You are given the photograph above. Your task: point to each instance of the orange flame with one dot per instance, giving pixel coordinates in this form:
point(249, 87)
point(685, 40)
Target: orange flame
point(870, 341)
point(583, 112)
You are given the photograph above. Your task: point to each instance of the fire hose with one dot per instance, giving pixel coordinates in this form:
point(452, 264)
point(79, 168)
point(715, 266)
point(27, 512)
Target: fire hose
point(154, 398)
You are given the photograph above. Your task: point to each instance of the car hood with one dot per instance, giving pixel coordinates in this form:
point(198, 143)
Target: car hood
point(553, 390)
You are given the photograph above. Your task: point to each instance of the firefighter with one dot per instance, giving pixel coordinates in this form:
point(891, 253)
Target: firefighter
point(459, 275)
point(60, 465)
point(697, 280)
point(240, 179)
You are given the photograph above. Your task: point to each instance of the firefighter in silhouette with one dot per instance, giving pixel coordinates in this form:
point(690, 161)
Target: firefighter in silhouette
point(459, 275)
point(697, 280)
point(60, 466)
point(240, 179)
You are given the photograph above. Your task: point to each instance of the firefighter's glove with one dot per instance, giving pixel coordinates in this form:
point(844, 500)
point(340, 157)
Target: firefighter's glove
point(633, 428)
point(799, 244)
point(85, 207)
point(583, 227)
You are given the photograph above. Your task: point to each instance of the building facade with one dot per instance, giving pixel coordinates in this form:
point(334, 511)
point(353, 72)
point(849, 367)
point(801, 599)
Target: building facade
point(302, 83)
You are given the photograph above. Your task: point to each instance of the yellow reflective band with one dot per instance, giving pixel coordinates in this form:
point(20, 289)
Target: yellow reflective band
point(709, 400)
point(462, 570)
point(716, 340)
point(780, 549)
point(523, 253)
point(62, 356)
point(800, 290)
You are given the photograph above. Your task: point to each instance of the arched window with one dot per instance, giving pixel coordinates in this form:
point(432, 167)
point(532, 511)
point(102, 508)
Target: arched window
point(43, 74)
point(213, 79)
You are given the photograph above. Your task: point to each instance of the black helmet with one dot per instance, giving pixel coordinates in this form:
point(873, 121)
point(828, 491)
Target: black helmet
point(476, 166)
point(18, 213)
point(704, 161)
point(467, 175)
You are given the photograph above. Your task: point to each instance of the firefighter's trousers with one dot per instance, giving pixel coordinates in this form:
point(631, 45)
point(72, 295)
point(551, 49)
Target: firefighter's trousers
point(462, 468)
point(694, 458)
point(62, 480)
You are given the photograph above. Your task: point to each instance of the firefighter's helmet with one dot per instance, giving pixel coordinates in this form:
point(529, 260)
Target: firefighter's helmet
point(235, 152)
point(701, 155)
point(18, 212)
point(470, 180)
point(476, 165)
════════════════
*과제 지시*
"of the arched"이 들어 있는 줄부터 "point(62, 480)"가 들어 있는 줄까지 요청 문장을 포함해 그 줄들만 다시 적어 주시겠어요? 요청과 형식 예시의 숫자는 그대로 두고, 답에 나온 좌표 숫자만 1.95를 곱한 뒤 정수로 반올림(0.5는 올림)해 바꿔 주세요.

*작성 답변*
You are given the photograph above. Your task: point to each instance of the arched window with one dot per instance, giving pixel coordinates in this form:
point(432, 167)
point(532, 511)
point(102, 508)
Target: arched window
point(84, 144)
point(415, 154)
You are given the photograph above. Your task: point to each instance of the black helmet with one dot per instance, giving pixel coordinates in this form:
point(873, 121)
point(828, 491)
Target: black helmet
point(928, 324)
point(35, 415)
point(1373, 314)
point(911, 341)
You are given the photograph above. Your task: point to each instance of the firefighter's trousers with one dot per instance, giving pixel coordinates in this form:
point(631, 45)
point(72, 295)
point(551, 49)
Target: firefighter's trousers
point(901, 913)
point(1353, 893)
point(121, 936)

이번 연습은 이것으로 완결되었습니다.